- 节选:
标签:style http color os io for 问题 ar
题目大意:给定一个序列,有k次机会交换相邻两个位置的数,问说最后序列的逆序对数最少为多少。
解题思路:每交换一次一定可以减少一个逆序对,所以问题转换成如何求逆序对数。
#include <cstdio>
#include <cstring>
#include <algorithm>
using namespace std;
typedef long long ll;
const int maxn = 1e5+5;
ll k;
int n, s[maxn], t[maxn];
ll merge_sort (int l, int r, int* a, int* b) {
if (l == r)
return 0;
int mid = (l + r) / 2;
ll ret = merge_sort(l, mid, a, b) + merge_sort(mid+1, r, a, b);
int mvl = l, mvr = mid+1, mv = l;
while (mvl <= mid || mvr <= r) {
if (mvr > r || (mvl <= mid && a[mvl] <= a[mvr])) {
b[mv++] = a[mvl++];
} else {
ret += mid - mvl + 1;
b[mv++] = a[mvr++];
}
}
for (int i = l; i <= r; i++)

- 所给材料:
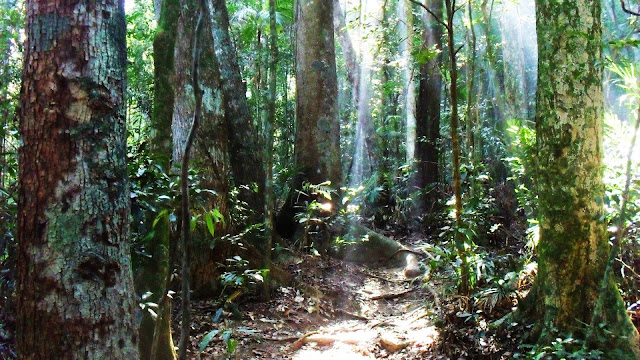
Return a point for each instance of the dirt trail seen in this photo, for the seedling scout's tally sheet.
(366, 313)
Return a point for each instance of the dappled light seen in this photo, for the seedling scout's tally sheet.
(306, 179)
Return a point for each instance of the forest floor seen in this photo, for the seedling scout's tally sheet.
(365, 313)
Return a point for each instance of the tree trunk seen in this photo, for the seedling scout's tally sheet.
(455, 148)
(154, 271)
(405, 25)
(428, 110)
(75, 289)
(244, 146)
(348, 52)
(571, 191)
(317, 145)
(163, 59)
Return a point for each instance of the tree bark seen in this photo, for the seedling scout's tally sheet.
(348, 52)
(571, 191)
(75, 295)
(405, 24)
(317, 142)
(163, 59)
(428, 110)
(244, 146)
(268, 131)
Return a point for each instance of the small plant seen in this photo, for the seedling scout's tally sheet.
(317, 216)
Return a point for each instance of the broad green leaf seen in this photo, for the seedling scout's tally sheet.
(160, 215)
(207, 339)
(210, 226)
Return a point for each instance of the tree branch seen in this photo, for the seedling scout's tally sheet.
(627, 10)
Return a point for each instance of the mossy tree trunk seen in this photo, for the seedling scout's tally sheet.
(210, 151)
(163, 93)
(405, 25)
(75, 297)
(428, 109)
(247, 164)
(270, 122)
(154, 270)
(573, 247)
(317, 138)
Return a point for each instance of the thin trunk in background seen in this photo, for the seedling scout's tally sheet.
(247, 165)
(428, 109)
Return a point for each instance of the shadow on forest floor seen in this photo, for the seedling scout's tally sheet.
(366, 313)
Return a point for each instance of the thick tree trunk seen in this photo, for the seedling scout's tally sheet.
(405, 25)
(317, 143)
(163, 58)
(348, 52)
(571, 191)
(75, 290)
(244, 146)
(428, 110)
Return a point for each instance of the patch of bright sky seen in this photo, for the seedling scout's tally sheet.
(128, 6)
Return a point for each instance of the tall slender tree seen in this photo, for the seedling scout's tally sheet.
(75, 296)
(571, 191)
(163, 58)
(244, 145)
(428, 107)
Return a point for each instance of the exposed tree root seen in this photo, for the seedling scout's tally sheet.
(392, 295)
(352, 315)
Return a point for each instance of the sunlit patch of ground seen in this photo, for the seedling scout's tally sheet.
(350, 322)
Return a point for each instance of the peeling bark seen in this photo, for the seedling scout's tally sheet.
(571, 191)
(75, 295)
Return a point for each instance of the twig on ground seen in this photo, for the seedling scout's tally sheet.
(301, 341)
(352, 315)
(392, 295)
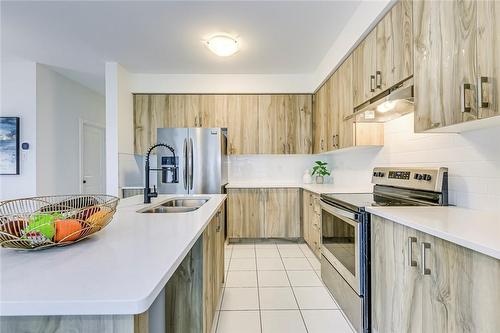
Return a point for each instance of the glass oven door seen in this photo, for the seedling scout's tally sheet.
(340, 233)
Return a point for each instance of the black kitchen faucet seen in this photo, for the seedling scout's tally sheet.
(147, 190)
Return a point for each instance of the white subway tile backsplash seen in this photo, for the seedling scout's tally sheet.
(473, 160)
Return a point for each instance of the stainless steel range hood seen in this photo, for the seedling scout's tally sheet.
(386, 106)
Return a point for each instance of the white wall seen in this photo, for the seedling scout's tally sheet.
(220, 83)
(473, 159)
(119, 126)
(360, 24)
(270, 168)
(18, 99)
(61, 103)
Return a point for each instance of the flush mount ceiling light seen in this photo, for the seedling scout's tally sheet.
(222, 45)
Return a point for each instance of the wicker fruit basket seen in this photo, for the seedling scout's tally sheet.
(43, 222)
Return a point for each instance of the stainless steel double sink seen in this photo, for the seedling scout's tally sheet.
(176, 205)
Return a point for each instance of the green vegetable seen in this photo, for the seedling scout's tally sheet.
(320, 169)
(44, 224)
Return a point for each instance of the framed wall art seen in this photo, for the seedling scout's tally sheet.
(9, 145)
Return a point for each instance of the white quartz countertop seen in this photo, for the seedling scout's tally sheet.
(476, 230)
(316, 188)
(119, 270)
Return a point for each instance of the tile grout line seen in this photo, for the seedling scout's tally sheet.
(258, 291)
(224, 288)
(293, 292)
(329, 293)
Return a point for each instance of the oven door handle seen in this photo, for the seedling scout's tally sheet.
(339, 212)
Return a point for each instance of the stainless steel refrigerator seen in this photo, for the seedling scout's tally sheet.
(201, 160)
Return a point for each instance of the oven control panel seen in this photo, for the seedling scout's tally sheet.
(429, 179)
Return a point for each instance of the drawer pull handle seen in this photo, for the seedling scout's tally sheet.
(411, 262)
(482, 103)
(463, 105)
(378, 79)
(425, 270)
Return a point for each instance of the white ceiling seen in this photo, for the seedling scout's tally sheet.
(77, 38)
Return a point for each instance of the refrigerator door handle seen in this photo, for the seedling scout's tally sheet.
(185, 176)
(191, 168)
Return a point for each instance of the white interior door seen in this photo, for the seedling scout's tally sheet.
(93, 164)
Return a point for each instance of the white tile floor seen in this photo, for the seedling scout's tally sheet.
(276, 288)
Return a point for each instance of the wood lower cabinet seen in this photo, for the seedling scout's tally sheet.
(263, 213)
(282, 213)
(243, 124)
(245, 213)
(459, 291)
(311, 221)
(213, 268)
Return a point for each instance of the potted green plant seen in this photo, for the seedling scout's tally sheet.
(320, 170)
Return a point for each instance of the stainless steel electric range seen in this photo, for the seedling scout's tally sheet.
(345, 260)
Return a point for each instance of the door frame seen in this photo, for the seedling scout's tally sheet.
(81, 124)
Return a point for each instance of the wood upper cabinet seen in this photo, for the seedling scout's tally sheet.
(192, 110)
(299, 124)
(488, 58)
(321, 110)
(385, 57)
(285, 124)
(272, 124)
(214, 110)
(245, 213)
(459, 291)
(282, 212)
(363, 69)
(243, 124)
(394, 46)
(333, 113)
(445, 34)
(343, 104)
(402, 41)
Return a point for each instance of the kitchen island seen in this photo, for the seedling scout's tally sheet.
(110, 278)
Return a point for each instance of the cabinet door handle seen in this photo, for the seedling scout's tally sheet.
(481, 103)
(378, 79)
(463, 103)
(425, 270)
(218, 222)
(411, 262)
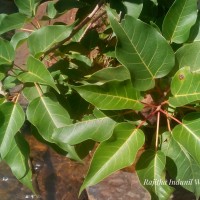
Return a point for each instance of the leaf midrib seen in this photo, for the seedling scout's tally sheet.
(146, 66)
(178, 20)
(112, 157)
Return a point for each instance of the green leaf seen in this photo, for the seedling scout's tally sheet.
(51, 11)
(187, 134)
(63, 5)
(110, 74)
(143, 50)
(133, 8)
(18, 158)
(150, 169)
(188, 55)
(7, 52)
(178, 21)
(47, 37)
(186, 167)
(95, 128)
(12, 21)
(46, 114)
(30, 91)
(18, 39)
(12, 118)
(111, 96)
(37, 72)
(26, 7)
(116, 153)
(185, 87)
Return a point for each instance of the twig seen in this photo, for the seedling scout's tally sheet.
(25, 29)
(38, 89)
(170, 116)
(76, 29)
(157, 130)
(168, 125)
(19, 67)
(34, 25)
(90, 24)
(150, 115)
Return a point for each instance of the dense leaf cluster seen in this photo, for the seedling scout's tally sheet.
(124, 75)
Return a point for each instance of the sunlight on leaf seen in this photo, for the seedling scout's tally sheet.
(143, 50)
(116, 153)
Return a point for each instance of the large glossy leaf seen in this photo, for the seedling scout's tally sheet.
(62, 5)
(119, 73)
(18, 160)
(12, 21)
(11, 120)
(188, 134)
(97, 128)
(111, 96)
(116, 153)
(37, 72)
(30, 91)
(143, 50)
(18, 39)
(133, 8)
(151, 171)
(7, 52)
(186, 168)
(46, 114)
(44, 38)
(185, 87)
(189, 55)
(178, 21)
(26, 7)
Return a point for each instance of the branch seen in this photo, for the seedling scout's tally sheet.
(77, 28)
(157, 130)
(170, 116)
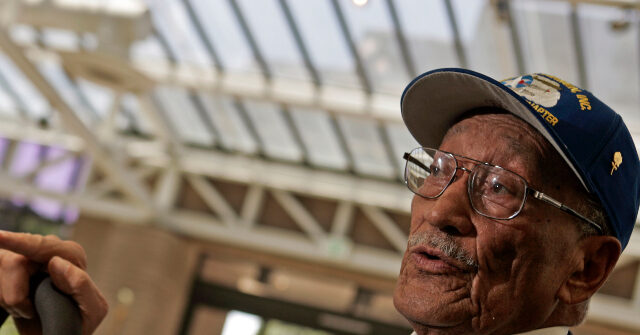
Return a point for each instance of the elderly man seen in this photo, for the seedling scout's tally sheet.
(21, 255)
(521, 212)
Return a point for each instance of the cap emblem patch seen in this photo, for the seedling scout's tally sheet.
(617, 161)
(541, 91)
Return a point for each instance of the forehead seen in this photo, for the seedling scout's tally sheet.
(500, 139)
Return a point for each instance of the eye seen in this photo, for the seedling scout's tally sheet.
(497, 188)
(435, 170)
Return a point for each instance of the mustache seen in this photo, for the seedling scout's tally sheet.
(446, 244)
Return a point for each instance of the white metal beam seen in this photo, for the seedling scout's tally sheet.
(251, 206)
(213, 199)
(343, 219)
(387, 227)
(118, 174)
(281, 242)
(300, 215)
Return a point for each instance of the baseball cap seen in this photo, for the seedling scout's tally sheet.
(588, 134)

...

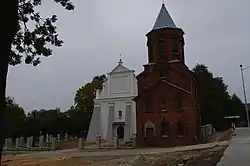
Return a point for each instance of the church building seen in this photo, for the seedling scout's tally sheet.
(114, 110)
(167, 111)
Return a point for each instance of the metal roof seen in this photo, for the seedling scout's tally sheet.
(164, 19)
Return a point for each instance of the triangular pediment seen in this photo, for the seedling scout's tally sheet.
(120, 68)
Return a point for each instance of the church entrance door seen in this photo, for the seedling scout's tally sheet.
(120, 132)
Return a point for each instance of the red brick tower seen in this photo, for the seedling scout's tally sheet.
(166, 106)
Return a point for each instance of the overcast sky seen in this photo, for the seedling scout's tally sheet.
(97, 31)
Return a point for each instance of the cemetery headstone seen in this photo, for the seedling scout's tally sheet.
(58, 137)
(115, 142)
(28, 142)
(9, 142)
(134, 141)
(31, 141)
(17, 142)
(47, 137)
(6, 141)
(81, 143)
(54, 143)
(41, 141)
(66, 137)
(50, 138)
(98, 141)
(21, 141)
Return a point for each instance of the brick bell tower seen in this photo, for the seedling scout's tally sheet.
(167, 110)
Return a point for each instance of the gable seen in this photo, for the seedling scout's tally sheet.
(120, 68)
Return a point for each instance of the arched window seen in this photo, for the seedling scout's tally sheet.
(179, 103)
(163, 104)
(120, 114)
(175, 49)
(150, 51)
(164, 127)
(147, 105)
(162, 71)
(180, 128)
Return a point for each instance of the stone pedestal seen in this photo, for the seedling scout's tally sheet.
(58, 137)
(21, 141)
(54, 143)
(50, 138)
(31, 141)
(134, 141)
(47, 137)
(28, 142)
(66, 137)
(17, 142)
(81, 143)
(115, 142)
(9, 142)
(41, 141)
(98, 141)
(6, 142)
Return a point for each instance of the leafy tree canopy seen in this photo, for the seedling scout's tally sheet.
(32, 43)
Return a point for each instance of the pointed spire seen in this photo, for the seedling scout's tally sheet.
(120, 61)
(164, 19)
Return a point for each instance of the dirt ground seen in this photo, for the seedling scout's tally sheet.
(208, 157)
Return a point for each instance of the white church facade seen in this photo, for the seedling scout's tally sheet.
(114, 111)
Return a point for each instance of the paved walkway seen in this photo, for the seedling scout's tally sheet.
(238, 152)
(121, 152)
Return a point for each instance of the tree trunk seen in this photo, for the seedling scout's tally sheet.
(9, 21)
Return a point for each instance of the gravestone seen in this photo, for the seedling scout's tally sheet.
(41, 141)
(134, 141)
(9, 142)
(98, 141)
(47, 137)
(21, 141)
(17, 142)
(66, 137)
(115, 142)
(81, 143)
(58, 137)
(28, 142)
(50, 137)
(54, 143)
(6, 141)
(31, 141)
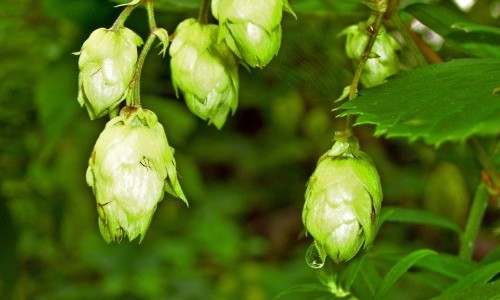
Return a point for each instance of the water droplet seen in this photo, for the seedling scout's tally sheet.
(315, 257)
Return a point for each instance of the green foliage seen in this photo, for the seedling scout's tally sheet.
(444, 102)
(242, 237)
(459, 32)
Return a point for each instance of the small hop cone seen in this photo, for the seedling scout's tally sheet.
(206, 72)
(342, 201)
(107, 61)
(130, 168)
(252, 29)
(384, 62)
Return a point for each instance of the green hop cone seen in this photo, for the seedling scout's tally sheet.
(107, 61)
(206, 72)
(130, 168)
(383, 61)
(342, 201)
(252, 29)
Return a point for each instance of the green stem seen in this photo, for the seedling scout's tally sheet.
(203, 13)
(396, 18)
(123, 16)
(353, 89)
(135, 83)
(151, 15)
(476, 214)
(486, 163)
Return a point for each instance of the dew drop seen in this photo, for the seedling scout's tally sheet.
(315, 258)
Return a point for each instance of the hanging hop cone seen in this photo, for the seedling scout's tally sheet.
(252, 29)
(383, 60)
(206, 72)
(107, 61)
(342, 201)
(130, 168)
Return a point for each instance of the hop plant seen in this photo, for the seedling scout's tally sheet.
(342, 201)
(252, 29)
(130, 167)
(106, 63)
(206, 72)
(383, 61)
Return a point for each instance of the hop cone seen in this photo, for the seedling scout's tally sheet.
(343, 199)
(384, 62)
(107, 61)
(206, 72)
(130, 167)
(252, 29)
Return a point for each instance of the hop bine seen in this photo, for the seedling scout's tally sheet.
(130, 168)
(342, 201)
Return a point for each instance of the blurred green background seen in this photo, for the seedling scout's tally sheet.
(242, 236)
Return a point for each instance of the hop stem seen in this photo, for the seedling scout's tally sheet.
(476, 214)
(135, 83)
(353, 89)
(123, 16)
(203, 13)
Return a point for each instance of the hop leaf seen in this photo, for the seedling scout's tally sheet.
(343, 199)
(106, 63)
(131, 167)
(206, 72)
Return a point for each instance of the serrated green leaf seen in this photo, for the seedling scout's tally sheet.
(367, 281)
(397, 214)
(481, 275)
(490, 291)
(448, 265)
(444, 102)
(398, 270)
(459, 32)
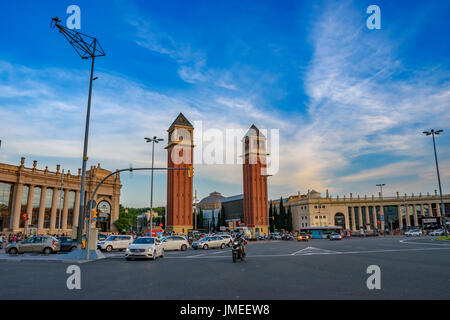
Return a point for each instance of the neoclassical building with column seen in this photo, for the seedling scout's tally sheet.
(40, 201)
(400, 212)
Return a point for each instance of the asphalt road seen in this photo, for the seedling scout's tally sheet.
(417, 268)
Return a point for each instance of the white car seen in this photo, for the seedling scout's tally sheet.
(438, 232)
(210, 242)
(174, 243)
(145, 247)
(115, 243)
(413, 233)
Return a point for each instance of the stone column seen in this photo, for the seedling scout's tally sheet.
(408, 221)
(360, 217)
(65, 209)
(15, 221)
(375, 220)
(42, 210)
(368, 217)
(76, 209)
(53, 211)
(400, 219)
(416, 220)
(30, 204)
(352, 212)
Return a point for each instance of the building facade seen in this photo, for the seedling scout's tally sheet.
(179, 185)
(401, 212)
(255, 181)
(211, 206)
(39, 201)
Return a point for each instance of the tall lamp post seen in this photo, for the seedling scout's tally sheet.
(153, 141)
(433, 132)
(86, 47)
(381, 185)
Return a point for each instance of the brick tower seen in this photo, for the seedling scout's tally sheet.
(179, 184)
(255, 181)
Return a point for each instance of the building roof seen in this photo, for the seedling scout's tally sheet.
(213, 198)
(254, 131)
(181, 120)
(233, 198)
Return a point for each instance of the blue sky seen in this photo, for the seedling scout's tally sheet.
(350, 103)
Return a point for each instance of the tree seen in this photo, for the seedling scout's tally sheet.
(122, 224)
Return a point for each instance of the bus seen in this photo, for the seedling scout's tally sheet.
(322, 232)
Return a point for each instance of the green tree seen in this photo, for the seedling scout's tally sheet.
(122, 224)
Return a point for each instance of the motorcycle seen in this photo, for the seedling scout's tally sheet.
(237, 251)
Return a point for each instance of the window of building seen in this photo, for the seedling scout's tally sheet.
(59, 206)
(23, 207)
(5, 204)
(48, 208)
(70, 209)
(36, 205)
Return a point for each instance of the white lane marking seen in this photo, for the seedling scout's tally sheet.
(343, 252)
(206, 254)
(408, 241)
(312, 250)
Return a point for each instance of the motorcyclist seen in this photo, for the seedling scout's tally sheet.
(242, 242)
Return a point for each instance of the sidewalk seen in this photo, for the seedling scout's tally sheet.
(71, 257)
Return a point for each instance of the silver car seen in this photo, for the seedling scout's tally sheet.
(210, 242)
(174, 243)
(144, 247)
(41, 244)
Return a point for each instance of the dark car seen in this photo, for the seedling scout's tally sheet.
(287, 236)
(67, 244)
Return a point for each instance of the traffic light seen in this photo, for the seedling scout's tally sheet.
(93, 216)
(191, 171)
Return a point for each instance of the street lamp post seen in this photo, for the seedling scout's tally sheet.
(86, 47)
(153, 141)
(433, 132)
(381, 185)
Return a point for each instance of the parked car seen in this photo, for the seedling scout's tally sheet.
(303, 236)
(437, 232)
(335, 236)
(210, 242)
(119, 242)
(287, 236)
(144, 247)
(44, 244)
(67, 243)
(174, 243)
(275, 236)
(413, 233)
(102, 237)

...

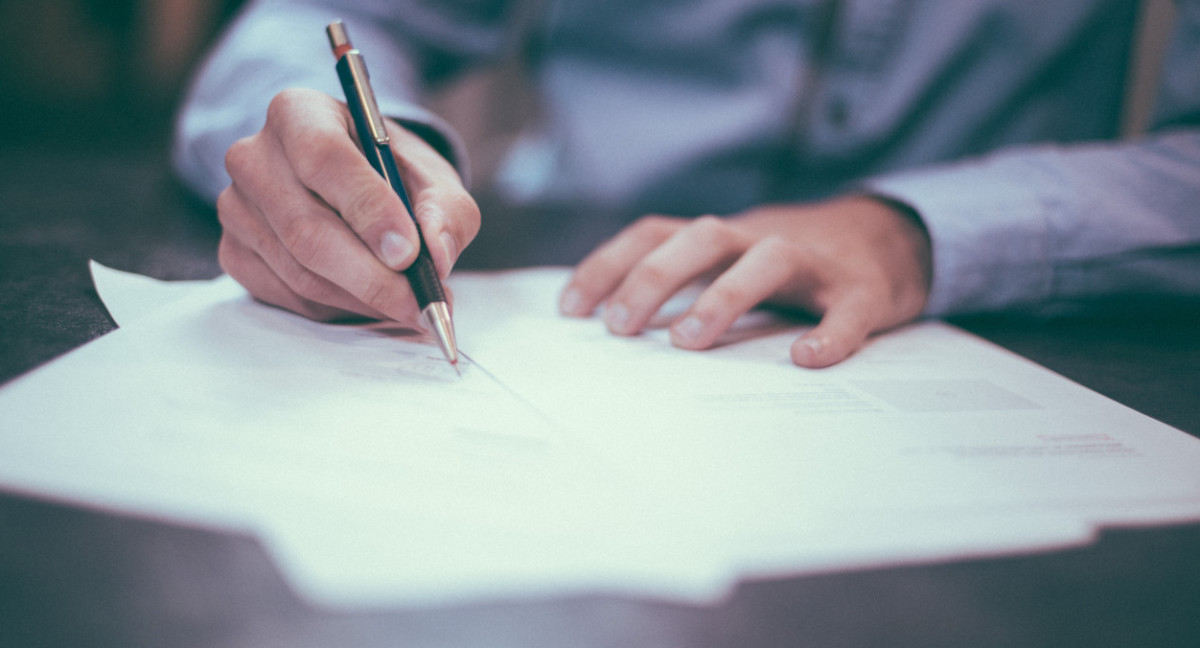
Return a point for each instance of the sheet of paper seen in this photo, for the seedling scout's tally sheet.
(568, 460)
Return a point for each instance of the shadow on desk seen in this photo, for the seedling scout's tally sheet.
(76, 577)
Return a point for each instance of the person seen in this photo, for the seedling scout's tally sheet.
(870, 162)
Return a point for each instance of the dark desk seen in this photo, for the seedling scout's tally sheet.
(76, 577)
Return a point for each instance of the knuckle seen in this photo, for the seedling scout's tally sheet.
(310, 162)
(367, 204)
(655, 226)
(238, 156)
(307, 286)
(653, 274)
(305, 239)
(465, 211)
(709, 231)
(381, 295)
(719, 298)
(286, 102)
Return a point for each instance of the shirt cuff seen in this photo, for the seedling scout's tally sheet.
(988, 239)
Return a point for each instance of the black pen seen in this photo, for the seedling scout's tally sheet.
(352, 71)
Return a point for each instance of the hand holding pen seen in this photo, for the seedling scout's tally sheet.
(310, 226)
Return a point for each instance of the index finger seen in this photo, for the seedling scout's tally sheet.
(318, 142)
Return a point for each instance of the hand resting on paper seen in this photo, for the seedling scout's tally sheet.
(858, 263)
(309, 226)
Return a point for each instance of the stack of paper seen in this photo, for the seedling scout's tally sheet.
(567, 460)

- 练习题目:
按上面节选的解题思路,每交换一次相邻的两个数,逆序对的数目会怎样变化?

- 参考答案:
每交换一次一定可以减少一个逆序对。